Selected excerpt |
════════════════
Hoops were unavailable at Monday’s news conference, meaning that Bettman and McNall wouldn’t be required to do any jumping. But quack like a duck? In front of television cameras, Orange County politicos and various community dignitaries?

No problem.

Anything else we can do for you, Mr. Eisner?

As a matter of fact, there was. Since buying his way into the NHL last December and offering to lend Disney’s marketing jackhammer to a league that couldn’t sell mittens to an Eskimo, Eisner has had the run of the place. So he wants to name his hockey team “the Mighty Ducks.” Great, splendid idea, Michael. And he wants to name his hockey arena--and, yes, this is for real--”The Pond in Anaheim.” Brilliant, Michael. The man’s a genius.

On this somewhat sobering day for Canadians and New Englanders who grew up with the sport, Bettman and McNall saw professional hockey future--and its name is Donald Duck. Eisner, a man who won’t rest until the Constitution reads “The United States of Disney,” makes no bones about it: He’s in it for the bucks, rather than the pucks, but if a “synergetic” relationship between the two can be forged, everybody’s happy, right?
════════════════
Data rows |
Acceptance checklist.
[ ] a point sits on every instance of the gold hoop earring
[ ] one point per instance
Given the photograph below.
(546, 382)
════════════════
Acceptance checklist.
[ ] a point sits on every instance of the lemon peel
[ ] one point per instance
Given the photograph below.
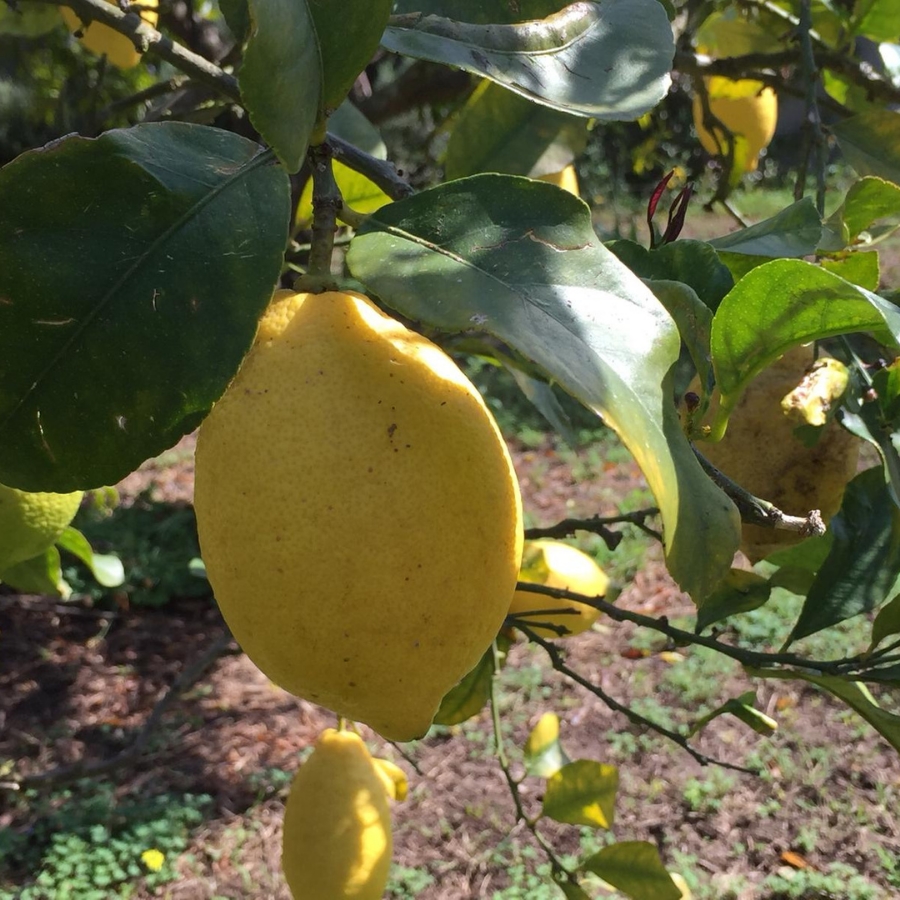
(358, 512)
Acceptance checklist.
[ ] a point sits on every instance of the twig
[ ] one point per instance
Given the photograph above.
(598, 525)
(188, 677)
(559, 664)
════════════════
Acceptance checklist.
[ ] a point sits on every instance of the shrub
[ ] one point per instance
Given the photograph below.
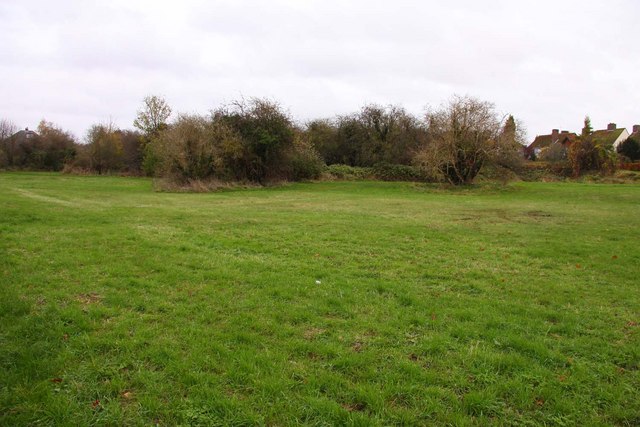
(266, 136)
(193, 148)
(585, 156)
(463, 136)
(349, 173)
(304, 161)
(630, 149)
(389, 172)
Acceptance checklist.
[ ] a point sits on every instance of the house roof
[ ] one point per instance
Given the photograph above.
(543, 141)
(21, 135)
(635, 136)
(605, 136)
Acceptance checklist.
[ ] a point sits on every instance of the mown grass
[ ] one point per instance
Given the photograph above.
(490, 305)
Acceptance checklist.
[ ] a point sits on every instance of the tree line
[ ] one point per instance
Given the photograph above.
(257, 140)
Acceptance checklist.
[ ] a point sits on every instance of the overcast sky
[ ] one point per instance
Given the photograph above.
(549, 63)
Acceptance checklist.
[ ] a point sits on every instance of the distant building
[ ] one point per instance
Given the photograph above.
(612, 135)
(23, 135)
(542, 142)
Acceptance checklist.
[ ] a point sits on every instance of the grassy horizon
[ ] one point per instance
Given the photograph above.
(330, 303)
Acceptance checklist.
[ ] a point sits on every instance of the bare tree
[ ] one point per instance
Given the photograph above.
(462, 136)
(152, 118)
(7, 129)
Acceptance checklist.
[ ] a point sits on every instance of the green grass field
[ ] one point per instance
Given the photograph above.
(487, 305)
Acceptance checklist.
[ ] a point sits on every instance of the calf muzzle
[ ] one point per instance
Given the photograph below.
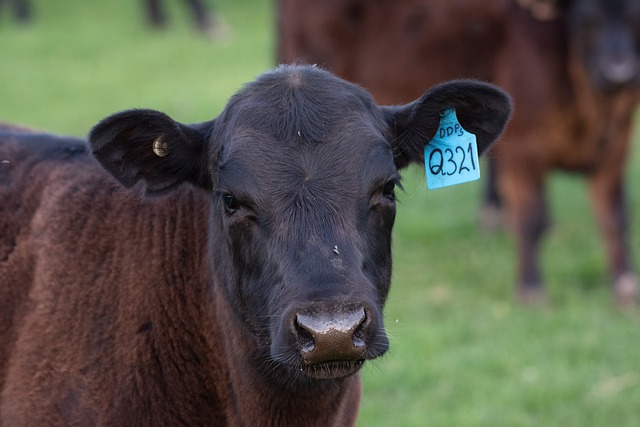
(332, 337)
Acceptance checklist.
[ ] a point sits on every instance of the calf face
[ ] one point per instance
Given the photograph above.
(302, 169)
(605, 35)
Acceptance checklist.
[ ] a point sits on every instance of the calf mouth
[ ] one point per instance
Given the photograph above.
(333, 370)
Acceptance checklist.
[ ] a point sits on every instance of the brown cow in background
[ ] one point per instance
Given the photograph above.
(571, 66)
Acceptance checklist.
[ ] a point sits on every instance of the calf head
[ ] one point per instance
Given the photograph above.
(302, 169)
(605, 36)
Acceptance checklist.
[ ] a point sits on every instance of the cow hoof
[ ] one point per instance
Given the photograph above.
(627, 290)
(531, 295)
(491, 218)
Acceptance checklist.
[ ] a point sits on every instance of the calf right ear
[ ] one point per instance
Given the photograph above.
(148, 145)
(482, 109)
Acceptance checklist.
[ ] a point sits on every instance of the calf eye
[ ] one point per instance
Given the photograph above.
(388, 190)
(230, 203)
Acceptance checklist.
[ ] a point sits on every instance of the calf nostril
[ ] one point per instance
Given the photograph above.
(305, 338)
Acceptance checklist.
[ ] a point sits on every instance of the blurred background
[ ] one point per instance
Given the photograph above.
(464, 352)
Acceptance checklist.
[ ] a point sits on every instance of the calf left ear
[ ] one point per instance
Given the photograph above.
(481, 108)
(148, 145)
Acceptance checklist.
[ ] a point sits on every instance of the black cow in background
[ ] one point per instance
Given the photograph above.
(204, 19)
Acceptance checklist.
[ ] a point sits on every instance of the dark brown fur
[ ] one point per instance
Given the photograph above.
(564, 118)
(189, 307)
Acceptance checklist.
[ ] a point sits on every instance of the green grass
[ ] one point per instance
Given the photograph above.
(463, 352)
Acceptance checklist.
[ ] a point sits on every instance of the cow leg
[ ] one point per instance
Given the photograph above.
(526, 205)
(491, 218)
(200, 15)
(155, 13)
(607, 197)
════════════════
Work instructions |
1. In the piece about Disney's NHL team, translate this sentence into Spanish: "Hoops were unavailable at Monday's news conference, meaning that Bettman and McNall wouldn't be required to do any jumping."
2. Pick up the piece about Disney's NHL team right after its final sentence and carry it on for a few more paragraphs.

Task-by-task outputs |
1. No había aros disponibles en la conferencia de prensa del lunes, lo que significaba que Bettman y McNall no tendrían que saltar.

2.
Ostensibly, Disney called this news conference to announce the name of its hockey team and its start-up date--October, 1993, in time for next season.

But Eisner managed to squeeze in plugs for Disney’s local TV station, the Disney Channel, Westcot Center, Disneyland, the “Mighty Ducks” movie sequel and the rock group Queen, which, Eisner noted, “is a Disney Co. recording group. So every time Bruce McNall plays ‘We Will Rock You’ at the Forum, he’s paying us royalties.

“So keep it up, Bruce.”

“We Will Rock You” played again, booming across the sound system inside what used to be known, in quiet dignity, as Anaheim Arena. Now it’s The Pond and people in duck suits were everywhere, gleefully bobbing and bouncing alongside Chip and Dale, while Disney cheerleaders in heavy makeup flashed toothy grins as they ushered in 50 peewee pucksters, who clacked their hockey sticks on the concrete floor in rhythm to Brian May’s thundering guitar.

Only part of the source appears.